Only the final stretch of the data is wanted: reproduce the line containing "locate blonde woman" and each line after it, exactly.

Information provided START

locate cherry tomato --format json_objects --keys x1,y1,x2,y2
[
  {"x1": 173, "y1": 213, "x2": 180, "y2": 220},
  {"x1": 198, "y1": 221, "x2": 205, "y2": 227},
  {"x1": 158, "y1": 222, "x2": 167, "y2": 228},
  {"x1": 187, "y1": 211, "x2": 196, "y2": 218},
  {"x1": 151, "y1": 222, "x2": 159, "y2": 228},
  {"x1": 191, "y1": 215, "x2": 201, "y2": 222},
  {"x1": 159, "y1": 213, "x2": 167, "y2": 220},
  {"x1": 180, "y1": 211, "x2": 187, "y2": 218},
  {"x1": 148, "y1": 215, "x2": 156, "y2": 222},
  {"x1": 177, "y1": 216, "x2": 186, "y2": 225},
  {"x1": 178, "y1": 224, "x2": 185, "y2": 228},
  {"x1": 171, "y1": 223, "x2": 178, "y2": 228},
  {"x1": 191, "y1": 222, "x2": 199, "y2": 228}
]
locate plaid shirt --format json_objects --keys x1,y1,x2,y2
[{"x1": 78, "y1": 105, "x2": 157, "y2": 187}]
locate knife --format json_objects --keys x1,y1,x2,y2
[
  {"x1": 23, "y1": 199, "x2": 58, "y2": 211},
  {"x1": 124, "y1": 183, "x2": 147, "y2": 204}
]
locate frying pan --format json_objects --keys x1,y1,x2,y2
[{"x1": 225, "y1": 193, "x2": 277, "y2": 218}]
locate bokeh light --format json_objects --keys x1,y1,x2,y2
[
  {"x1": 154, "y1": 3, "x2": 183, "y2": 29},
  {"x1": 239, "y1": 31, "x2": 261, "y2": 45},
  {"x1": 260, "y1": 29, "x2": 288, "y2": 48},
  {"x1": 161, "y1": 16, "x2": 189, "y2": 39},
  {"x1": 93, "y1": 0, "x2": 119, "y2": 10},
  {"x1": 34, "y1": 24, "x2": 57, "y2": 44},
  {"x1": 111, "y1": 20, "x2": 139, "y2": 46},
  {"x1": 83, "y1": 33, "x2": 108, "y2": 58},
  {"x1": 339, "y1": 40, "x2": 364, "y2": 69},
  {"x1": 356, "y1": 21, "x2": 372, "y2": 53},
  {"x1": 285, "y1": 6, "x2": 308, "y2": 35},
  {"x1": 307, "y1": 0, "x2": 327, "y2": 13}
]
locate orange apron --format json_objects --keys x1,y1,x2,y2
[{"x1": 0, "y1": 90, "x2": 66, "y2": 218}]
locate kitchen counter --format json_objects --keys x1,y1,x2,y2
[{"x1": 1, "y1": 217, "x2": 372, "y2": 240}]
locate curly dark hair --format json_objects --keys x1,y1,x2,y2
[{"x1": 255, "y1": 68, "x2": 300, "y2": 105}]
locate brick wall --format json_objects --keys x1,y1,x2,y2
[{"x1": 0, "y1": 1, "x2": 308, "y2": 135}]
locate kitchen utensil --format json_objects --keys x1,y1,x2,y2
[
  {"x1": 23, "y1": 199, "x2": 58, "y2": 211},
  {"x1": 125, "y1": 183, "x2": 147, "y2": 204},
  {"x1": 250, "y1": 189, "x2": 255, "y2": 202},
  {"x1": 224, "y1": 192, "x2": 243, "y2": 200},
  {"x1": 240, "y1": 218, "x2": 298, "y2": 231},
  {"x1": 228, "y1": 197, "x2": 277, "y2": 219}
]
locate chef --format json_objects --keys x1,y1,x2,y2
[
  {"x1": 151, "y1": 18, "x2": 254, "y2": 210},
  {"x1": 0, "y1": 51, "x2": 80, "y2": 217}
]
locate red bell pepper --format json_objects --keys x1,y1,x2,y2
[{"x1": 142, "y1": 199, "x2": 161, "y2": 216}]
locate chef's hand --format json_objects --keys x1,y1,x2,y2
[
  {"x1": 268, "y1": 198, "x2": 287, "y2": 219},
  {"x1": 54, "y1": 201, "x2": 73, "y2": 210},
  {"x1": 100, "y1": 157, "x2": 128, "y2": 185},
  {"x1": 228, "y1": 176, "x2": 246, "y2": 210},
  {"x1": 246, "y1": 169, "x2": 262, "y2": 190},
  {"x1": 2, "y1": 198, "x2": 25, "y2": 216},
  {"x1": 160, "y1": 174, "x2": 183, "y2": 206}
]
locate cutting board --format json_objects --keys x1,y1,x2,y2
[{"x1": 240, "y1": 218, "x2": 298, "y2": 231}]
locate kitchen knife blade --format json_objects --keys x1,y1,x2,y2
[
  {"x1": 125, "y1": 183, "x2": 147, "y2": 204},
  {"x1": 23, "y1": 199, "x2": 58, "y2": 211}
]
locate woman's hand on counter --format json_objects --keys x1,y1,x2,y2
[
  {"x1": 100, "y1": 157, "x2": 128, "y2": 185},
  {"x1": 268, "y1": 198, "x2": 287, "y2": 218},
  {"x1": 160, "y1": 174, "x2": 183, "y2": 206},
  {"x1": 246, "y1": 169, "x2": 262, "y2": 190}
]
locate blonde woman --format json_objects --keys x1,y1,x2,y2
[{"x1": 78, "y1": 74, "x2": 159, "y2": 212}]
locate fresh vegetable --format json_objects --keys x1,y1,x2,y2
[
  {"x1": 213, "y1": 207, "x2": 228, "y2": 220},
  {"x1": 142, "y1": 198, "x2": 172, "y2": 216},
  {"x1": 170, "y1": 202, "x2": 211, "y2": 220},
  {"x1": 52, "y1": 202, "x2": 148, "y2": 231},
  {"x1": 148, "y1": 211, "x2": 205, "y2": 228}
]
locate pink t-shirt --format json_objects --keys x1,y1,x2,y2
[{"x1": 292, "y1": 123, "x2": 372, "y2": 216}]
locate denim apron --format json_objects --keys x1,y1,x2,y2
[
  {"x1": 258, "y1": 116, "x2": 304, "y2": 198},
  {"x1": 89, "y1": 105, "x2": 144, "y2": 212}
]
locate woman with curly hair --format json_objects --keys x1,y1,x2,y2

Information provided END

[Written solution]:
locate blonde woman --format json_objects --keys x1,y1,x2,y2
[{"x1": 78, "y1": 74, "x2": 159, "y2": 212}]
locate fresh vegetable --format json_objects --keys x1,y1,x2,y2
[
  {"x1": 213, "y1": 207, "x2": 228, "y2": 220},
  {"x1": 142, "y1": 198, "x2": 172, "y2": 216},
  {"x1": 170, "y1": 202, "x2": 211, "y2": 220},
  {"x1": 52, "y1": 202, "x2": 148, "y2": 231},
  {"x1": 148, "y1": 211, "x2": 205, "y2": 228}
]
locate pink t-shirt --format json_objects --keys x1,y1,x2,y2
[{"x1": 292, "y1": 123, "x2": 372, "y2": 216}]
locate denim apron --format json_objects --keys x1,y1,x2,y2
[
  {"x1": 258, "y1": 116, "x2": 304, "y2": 198},
  {"x1": 89, "y1": 105, "x2": 144, "y2": 212}
]
locate woman with curly hair --format json_objects --keys x1,y1,x2,y2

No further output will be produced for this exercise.